Pointing dataset data:
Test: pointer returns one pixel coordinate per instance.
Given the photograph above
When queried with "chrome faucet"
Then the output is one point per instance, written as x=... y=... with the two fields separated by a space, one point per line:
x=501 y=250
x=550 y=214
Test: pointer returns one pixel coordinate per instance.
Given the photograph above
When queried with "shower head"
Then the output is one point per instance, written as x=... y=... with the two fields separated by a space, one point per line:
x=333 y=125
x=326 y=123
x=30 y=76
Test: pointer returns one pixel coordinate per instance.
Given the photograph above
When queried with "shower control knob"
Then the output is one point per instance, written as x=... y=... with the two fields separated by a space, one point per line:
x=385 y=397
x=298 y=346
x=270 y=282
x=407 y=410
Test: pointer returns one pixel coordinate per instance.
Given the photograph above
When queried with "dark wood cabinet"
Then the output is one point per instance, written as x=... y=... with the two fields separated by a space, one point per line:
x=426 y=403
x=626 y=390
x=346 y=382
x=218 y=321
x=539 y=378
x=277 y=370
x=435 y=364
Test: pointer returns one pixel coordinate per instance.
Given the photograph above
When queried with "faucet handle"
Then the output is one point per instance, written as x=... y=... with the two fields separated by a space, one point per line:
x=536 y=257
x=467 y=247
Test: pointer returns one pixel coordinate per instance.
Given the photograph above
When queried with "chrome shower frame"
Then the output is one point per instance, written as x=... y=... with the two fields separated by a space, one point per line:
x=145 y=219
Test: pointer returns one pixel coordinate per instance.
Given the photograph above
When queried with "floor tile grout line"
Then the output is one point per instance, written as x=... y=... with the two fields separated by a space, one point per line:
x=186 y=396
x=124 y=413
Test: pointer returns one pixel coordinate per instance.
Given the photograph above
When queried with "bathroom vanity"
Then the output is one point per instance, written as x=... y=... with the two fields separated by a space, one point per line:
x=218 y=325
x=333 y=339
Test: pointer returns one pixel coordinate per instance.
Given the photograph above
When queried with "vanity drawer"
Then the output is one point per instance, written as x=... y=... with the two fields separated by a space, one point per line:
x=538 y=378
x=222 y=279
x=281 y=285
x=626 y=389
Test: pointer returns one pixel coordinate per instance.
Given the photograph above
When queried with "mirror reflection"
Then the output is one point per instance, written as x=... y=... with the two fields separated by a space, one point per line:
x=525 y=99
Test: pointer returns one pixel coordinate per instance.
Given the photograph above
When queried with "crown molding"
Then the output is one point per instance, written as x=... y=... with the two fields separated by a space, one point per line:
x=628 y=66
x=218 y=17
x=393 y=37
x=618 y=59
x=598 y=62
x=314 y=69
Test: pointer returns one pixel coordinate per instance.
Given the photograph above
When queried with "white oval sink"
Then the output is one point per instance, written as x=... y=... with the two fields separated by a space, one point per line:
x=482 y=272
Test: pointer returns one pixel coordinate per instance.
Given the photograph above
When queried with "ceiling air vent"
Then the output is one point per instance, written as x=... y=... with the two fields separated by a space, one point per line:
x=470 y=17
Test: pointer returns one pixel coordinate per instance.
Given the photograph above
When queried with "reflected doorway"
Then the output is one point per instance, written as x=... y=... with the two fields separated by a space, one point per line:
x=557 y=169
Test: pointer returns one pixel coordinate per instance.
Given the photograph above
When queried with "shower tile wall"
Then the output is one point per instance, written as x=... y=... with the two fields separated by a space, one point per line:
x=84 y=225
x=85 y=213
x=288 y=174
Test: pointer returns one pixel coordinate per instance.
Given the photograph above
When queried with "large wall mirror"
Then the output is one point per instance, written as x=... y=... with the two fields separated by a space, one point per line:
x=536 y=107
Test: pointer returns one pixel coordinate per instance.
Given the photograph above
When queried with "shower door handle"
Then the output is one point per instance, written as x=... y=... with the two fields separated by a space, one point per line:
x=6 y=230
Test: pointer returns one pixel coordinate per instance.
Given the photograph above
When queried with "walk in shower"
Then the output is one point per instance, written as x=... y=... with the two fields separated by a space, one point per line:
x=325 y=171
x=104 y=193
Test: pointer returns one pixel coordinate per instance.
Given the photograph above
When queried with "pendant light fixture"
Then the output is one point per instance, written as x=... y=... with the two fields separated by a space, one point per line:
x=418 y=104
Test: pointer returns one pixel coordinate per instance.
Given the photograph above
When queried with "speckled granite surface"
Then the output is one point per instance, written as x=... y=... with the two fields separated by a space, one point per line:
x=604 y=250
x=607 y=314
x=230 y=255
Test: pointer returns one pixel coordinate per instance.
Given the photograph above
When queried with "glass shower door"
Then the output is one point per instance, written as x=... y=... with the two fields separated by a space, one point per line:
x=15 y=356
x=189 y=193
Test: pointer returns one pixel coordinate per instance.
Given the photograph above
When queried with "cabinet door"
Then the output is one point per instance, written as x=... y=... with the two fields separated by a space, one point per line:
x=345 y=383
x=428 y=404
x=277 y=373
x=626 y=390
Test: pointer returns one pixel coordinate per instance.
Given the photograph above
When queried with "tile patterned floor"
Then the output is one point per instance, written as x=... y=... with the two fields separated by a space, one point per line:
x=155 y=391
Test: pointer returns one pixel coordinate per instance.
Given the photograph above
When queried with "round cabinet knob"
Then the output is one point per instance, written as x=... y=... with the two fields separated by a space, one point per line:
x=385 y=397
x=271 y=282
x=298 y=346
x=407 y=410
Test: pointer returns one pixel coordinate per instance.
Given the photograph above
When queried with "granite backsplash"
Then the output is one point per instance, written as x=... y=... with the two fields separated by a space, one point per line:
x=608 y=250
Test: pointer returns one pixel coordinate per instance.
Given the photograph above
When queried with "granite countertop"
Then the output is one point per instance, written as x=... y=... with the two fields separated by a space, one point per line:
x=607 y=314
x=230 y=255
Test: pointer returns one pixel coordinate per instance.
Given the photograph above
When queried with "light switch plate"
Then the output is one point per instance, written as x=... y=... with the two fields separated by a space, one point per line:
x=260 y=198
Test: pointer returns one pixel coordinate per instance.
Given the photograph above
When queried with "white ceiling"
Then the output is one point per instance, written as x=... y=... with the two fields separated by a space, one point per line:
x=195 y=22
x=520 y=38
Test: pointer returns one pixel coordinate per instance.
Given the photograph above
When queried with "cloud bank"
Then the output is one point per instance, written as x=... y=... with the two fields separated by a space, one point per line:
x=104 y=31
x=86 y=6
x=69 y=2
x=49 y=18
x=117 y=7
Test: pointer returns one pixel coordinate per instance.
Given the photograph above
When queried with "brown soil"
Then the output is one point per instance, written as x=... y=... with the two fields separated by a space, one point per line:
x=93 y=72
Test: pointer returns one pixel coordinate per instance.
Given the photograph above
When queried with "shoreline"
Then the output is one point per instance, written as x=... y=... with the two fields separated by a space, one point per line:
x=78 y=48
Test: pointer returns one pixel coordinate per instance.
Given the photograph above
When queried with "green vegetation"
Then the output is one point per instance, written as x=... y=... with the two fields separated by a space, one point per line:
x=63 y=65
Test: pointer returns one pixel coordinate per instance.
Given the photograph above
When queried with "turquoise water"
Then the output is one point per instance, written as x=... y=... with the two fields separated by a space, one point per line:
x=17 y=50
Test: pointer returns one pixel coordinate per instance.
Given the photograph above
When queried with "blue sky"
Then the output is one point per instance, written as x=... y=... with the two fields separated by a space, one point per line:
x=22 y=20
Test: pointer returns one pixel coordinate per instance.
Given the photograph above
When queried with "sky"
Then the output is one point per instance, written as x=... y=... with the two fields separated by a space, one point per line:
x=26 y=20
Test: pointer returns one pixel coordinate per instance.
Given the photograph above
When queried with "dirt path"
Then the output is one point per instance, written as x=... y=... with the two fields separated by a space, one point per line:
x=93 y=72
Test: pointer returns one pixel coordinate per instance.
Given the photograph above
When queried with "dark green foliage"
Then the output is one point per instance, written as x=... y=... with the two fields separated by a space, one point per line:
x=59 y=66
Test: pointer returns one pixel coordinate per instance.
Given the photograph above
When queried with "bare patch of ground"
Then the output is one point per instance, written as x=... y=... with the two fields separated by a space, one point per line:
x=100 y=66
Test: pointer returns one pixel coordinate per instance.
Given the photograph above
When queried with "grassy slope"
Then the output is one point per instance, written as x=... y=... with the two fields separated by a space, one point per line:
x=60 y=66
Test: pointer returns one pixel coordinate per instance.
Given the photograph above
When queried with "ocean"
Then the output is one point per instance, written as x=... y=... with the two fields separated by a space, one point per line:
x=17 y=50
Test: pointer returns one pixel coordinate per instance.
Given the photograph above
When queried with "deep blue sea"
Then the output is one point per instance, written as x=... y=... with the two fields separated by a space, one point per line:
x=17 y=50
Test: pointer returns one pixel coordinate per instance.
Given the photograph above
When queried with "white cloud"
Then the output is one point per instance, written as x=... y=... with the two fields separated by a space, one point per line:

> _DO THIS_: Reproduce the data verbatim, from its first line through the line that contains "x=435 y=364", with both ends included.

> _EXERCISE RESULT_:
Test: pointer returns one pixel coordinate per instance.
Given the photograph above
When queried with "chrome faucet"
Then the output is one point per instance, written as x=... y=... with the two fields separated by a space, one point per line:
x=501 y=250
x=550 y=214
Test: pointer returns one pixel coordinate per instance.
Given the photograph above
When queried with "shower head"
Then the output is one point per instance, written as x=... y=... with the two fields separated by a space, one point per line:
x=333 y=125
x=326 y=123
x=30 y=76
Test: pointer returns one pixel coordinate per instance.
Given the photograph above
When queried with "shower control knob"
Then the output is one point per instance, written as x=... y=... with the two fields separated by a space, one point per line:
x=385 y=397
x=298 y=346
x=270 y=282
x=407 y=410
Test: pointer returns one pixel coordinate per instance.
Given the photograph above
When queried with "dark wood cabinet"
Then the output is one point per instance, written as x=... y=... with the two fields separated by a space, one point per line:
x=426 y=403
x=626 y=390
x=346 y=382
x=218 y=321
x=539 y=378
x=277 y=370
x=435 y=364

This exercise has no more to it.